>> START Document

Gensler’s policies around climate-related disclosures came under hot water, with McHenry accusing the SEC chair of “endangering American competitiveness.”

McHenry, chairman of the House committee, painted Gensler’s SEC as an agency that is overstepping its authority and refusing to consider criticism.

“Time and time again, you’ve cut the public out of the rulemaking process with unreasonably short comment periods, even for major rules like your disastrous climate disclosure proposal and equity market structure overhaul,” the congressman said. “You failed to justify these significant rules with thorough evidence, careful studies, and even cost-benefit analysis.”

In March 2022, the SEC proposed climate-related rules that would require businesses registered with the commission to produce periodic reports on “climate-related risks that are reasonably likely to have a material impact on their business.”

Registrants would also be required to disclose their greenhouse gas emissions to the SEC.

The agency argues that investors have a right to such information, so they can weigh the risks that climate change might have on their investments. In his prepared testimony for the recent hearing, Gensler said that while “the SEC has no role as to the climate risk itself,” it does have a duty to make public “companies’ full, fair, and truthful disclosure about material risks.”

The agency received over 15,000 comments regarding its proposal, Gensler said during an interview with CNBC in February.

Rep. Maxine Waters (D-Calif.), ranking member of the House finance committee, defended the SEC’s climate proposal.

“Republicans are desperately trying to hamper the finalization of the SEC Rule on climate-based disclosures, which will finally provide the material information that investors have been asking for to evaluate how their investments will fare as climate change worsens,” she said.

Playing Fast-and-Loose with Regulation

Still, McHenry characterized Gensler’s approach as too hasty, calling out the SEC chair’s 55 new rule proposals in the last two years.

“That’s twice as many rules as your predecessor Mary Jo White and Jay Clayton in the same amount of time,” McHenry said, adding that there is a growing concern about regulatory overreach.

“This raises serious concerns that the rulemaking process is being rushed, undermining the quality of our securities laws and risking negative unintended consequences,” the congressman said. “These concerns have been echoed by senior personnel at your own agency, and they are similar concerns raised while you were at the Commodity Futures Trading Commission.”

In October, a report by then SEC Inspector General Nicholas Padilla criticized Gensler for exhibiting a disorganized and hurried management style. It specifically pointed to Gensler’s introduction of 26 rules in the first half of 2022, exceeding the combined totals of the previous two years.

>> END Document
>> START Rows

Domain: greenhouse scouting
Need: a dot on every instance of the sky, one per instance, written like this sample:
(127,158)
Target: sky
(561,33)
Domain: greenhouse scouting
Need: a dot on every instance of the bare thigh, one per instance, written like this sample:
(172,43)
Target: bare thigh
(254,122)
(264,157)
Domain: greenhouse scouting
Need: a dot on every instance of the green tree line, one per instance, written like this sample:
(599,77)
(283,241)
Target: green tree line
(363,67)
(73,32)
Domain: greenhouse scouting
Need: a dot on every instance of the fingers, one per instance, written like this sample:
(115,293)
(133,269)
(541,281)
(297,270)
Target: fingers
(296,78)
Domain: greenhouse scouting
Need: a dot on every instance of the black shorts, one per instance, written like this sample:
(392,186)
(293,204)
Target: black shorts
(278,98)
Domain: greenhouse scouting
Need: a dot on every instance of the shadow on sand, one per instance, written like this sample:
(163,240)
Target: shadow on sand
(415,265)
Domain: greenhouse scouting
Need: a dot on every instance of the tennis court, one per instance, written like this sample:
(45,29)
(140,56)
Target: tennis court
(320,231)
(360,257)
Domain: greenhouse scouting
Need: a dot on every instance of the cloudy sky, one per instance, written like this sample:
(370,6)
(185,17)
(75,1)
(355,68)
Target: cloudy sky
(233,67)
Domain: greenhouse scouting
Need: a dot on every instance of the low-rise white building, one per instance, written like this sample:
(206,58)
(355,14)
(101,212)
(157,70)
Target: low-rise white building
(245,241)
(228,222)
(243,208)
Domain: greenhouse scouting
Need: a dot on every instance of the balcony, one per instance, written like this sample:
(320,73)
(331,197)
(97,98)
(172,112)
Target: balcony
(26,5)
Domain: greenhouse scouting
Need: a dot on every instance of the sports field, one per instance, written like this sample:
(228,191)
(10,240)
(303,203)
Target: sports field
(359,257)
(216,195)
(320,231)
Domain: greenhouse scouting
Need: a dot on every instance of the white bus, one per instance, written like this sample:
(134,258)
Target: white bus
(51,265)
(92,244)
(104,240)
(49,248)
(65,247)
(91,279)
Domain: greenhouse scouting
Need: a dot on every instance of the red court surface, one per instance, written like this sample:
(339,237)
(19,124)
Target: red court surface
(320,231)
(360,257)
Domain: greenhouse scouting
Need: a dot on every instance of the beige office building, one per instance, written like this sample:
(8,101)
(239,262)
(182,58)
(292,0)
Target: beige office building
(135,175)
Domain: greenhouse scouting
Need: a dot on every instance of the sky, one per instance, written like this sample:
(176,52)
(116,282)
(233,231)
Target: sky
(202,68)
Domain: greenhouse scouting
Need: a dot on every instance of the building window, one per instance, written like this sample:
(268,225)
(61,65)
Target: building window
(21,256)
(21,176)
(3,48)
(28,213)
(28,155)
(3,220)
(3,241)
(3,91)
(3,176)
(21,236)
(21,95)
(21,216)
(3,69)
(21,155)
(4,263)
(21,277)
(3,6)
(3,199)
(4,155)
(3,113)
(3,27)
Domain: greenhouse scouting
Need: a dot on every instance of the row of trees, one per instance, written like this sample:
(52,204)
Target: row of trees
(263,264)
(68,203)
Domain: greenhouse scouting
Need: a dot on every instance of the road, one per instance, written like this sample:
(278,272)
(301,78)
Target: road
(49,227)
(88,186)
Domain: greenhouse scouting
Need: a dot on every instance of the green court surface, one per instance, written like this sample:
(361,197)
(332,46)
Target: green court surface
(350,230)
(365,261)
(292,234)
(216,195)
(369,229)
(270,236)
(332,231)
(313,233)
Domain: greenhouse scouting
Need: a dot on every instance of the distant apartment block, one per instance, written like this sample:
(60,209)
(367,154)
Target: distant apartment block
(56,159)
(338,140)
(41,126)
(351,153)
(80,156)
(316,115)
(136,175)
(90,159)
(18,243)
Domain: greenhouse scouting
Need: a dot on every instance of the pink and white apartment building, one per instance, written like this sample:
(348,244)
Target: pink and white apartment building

>> END Rows

Exercises
(a) Based on the text about Gensler and the SEC, do the statements below agree with it? Answer yes or no for each, and quote the deciding words. (i) The SEC proposed its climate-related rules in March 2022. (ii) Maxine Waters opposed the SEC's climate proposal. (iii) The Inspector General's report cited 26 rules introduced by Gensler in the first half of 2022.
(b) Identify every line of the records that contains the word "thigh", and copy each of those lines.

Task-by-task outputs
(a)
(i) Yes: "In March 2022, the SEC proposed climate-related rules"
(ii) No: "defended the SEC’s climate proposal"
(iii) Yes: "Gensler’s introduction of 26 rules in the first half of 2022"

(b)
Need: a dot on every instance of the bare thigh, one per instance, written like this sample:
Target: bare thigh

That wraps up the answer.